_Supplied information:_
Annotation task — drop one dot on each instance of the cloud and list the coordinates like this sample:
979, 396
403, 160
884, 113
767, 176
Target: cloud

--

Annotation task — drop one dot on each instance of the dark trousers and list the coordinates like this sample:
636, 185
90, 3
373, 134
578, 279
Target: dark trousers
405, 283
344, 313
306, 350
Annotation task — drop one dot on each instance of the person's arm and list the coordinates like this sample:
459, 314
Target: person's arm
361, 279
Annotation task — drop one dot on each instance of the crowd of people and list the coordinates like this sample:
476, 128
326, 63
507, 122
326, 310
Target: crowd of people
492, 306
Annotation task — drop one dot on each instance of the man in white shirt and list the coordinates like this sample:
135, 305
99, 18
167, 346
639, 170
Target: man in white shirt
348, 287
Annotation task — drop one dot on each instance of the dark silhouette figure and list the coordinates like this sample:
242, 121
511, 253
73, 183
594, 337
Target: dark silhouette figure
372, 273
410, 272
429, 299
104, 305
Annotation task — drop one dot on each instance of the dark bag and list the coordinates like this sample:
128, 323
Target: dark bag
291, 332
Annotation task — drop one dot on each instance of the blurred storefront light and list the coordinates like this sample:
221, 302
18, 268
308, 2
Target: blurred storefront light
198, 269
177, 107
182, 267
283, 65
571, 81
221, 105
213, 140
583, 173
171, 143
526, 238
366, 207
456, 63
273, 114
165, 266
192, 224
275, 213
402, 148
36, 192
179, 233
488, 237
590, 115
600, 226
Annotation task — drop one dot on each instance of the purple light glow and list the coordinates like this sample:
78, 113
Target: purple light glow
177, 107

_Exercise goal:_
How many lines in the entries above contain the string "instance" with matching case? Reply with the number alone.

_Solution for this task:_
9